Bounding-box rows
○ ○ ○ ○
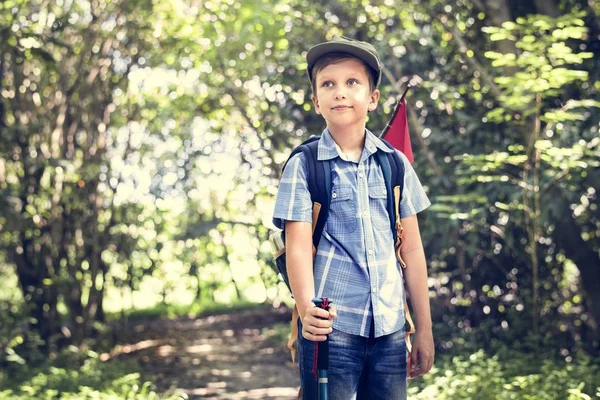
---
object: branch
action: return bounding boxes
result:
[440,15,502,99]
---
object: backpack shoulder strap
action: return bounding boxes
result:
[375,139,404,242]
[300,137,331,250]
[283,136,331,250]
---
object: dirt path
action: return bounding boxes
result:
[117,308,299,400]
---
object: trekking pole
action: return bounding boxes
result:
[313,297,331,400]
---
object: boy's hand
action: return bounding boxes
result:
[302,304,337,342]
[408,329,435,379]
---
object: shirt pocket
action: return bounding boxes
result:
[369,185,392,230]
[326,187,356,235]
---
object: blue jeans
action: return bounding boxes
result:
[298,321,406,400]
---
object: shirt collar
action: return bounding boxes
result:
[317,128,394,160]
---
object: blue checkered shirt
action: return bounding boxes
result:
[273,129,431,337]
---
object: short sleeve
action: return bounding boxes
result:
[273,153,312,229]
[396,150,431,218]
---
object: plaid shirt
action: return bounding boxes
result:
[273,129,431,337]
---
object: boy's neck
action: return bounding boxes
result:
[327,126,366,156]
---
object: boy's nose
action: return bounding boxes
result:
[335,89,346,100]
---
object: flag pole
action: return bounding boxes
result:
[379,83,412,138]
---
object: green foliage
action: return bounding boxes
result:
[0,352,187,400]
[409,349,600,400]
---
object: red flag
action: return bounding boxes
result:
[380,96,415,164]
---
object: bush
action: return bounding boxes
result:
[409,350,600,400]
[0,352,187,400]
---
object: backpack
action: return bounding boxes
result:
[269,136,414,362]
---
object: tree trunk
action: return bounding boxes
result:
[485,0,519,76]
[548,186,600,340]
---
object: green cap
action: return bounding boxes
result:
[306,36,381,87]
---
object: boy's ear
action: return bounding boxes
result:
[369,89,380,111]
[310,94,321,115]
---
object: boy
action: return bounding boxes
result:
[273,38,434,400]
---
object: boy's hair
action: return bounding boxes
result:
[310,52,377,94]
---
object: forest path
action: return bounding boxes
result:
[113,307,299,400]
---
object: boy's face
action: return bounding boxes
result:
[312,59,379,130]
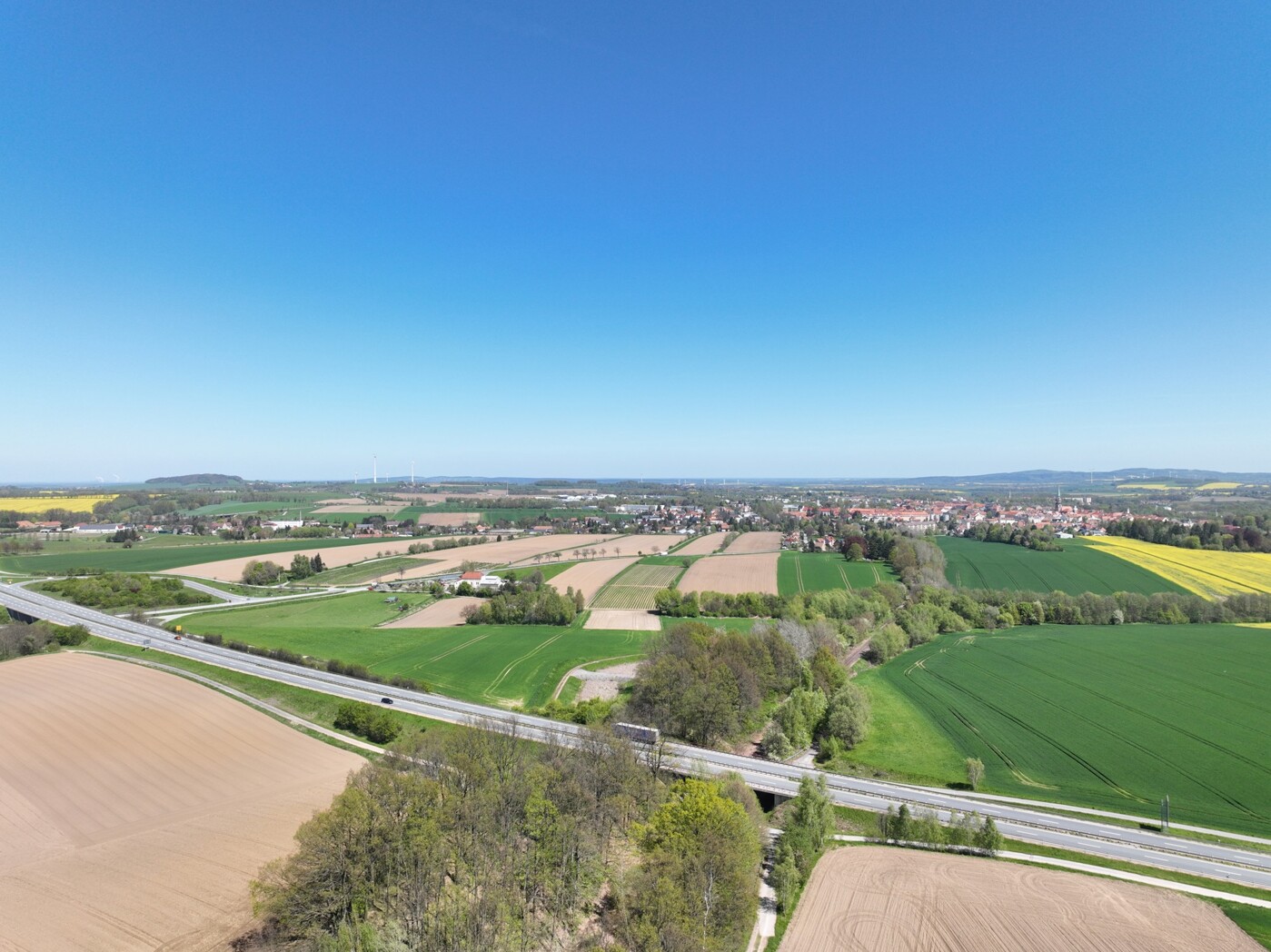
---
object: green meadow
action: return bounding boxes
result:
[173,592,652,707]
[849,625,1271,837]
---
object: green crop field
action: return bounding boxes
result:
[777,551,898,595]
[185,493,327,519]
[182,592,654,706]
[0,536,376,574]
[850,625,1271,837]
[936,535,1186,595]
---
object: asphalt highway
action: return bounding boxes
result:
[0,585,1271,889]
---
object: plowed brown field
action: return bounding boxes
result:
[780,847,1259,952]
[676,549,780,595]
[0,653,363,952]
[549,555,640,605]
[675,532,724,555]
[724,532,781,555]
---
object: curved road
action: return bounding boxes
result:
[0,585,1271,889]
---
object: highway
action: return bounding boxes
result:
[0,585,1271,889]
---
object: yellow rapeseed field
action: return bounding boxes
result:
[1090,535,1271,599]
[0,493,118,515]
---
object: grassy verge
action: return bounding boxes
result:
[80,636,462,755]
[557,678,582,706]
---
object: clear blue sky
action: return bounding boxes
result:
[0,0,1271,481]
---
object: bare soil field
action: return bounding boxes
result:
[380,595,483,628]
[582,609,662,631]
[164,538,427,582]
[391,534,614,579]
[415,512,481,526]
[549,555,640,605]
[724,532,781,555]
[676,549,780,595]
[675,532,726,555]
[780,847,1259,952]
[0,653,363,952]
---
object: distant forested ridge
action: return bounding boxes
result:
[144,473,246,485]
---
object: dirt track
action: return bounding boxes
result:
[678,549,780,595]
[0,653,362,952]
[780,847,1259,952]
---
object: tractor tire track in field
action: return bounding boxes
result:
[923,650,1147,803]
[1083,649,1271,720]
[482,631,564,698]
[986,642,1271,818]
[945,655,1271,818]
[424,633,490,665]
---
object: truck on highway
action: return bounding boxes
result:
[614,723,662,744]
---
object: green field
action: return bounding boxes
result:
[936,535,1186,595]
[185,493,328,519]
[182,592,652,707]
[395,500,631,525]
[850,625,1271,837]
[0,536,376,574]
[777,551,896,595]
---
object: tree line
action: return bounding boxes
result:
[247,729,764,952]
[0,618,89,661]
[962,522,1064,551]
[35,572,214,609]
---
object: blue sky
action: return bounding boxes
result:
[0,0,1271,481]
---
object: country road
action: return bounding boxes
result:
[7,583,1271,889]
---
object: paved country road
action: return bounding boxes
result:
[0,585,1271,889]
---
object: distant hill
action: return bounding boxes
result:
[146,473,246,487]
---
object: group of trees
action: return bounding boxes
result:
[1107,513,1271,551]
[242,560,283,585]
[37,572,214,609]
[405,535,488,555]
[335,700,402,744]
[0,618,89,661]
[624,621,803,748]
[962,522,1064,551]
[254,729,762,952]
[764,642,869,760]
[198,631,431,691]
[462,585,582,625]
[879,803,1001,857]
[287,551,327,580]
[242,553,327,585]
[768,774,834,911]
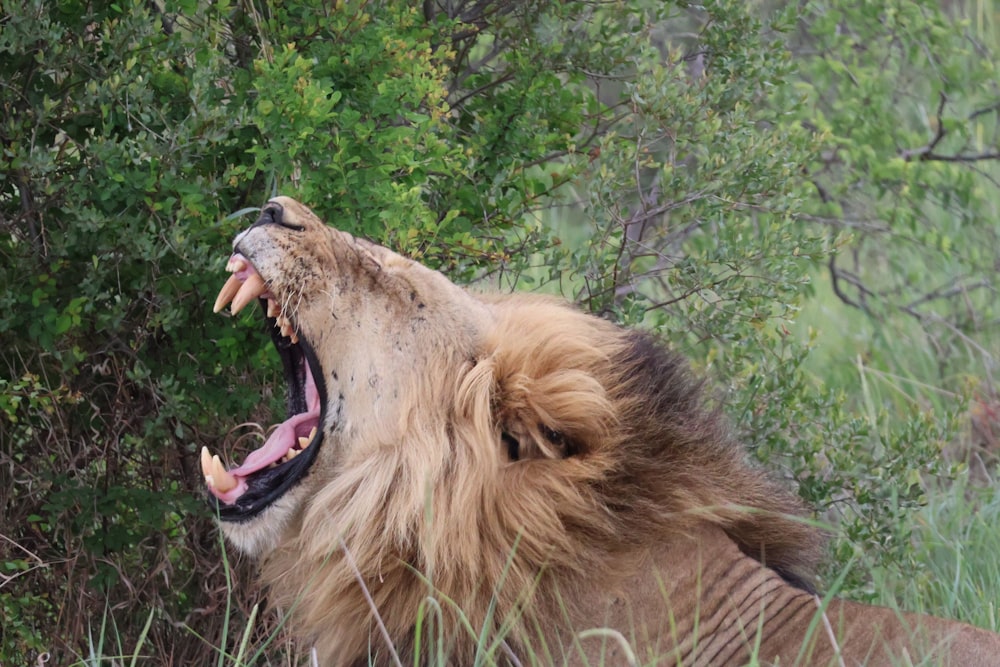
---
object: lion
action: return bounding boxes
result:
[202,197,1000,667]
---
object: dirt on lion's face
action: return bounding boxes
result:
[202,197,1000,665]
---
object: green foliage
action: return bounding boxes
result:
[0,0,1000,664]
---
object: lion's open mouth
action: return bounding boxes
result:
[201,253,324,521]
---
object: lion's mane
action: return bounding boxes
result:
[263,295,820,664]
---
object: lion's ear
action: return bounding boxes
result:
[493,368,614,461]
[456,357,588,461]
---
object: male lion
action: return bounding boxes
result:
[202,197,1000,667]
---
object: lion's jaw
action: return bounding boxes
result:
[203,197,486,557]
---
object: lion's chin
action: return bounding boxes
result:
[219,487,304,558]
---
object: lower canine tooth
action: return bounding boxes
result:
[205,454,239,493]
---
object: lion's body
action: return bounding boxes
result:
[211,198,1000,665]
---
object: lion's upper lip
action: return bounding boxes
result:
[202,253,323,520]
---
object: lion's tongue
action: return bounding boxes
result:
[229,364,320,477]
[202,364,320,503]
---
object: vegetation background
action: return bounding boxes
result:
[0,0,1000,665]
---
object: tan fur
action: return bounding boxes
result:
[223,197,1000,665]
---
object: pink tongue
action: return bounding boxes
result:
[229,364,320,477]
[210,344,320,503]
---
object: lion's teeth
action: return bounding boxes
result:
[205,454,239,493]
[212,274,243,313]
[229,273,265,315]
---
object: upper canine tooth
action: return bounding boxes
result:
[212,274,242,313]
[229,273,264,315]
[201,447,212,480]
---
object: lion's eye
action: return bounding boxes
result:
[257,204,305,232]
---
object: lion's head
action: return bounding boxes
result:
[202,197,1000,664]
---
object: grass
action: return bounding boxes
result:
[875,480,1000,632]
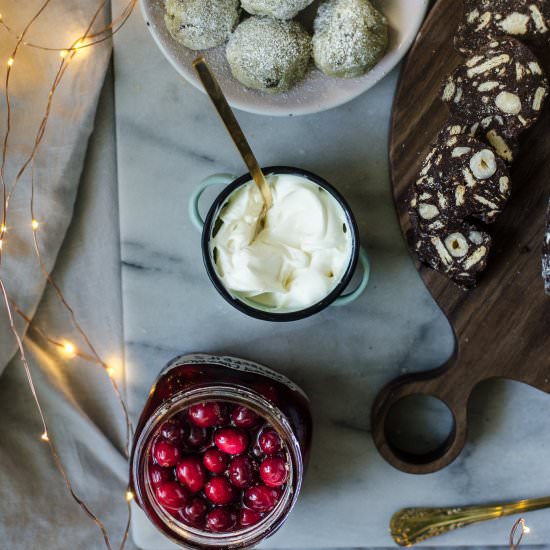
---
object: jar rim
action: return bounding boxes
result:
[131,383,304,550]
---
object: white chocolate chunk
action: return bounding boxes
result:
[464,246,487,269]
[449,124,462,136]
[467,8,479,23]
[462,168,477,187]
[454,88,462,103]
[498,12,529,35]
[467,53,510,78]
[418,203,439,220]
[445,233,470,258]
[528,61,542,74]
[495,92,521,115]
[486,130,514,162]
[498,176,510,195]
[443,79,456,102]
[476,11,493,32]
[420,162,432,176]
[529,4,548,33]
[466,55,483,67]
[431,237,453,266]
[470,149,497,180]
[478,80,499,92]
[451,147,472,158]
[474,195,498,211]
[455,185,466,206]
[533,86,546,111]
[468,231,483,244]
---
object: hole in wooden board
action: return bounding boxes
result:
[385,394,454,463]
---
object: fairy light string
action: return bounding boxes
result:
[0,0,137,550]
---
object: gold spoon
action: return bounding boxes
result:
[193,56,273,240]
[390,497,550,546]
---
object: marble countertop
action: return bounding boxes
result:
[114,1,550,550]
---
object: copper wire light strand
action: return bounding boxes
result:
[0,0,137,550]
[0,0,51,261]
[0,0,137,52]
[0,278,112,550]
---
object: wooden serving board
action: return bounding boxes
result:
[372,0,550,474]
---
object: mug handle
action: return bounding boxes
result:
[189,174,236,233]
[332,247,371,307]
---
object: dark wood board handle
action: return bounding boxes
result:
[372,0,550,474]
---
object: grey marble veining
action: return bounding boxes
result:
[115,2,550,550]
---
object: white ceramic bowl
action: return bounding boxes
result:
[140,0,429,116]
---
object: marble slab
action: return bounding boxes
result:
[114,0,550,550]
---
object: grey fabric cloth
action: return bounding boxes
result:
[0,0,111,372]
[0,70,134,550]
[0,0,132,550]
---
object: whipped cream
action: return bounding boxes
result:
[210,174,352,311]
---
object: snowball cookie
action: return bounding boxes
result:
○ ○ ○ ○
* _Task directions_
Rename "dirt path" to "gravel trail" in the rows from the start through the line containing "[117,308,299,400]", inclusive, changing nothing else. Return only those lines and leave out the picture.

* _Solution for this exercise_
---
object: branch
action: return bounding boxes
result:
[440,15,502,99]
---
object: backpack shoulder strap
action: return bounding boxes
result:
[375,139,404,242]
[300,137,331,250]
[283,136,331,250]
---
object: gravel trail
action: return bounding boxes
result:
[117,308,299,400]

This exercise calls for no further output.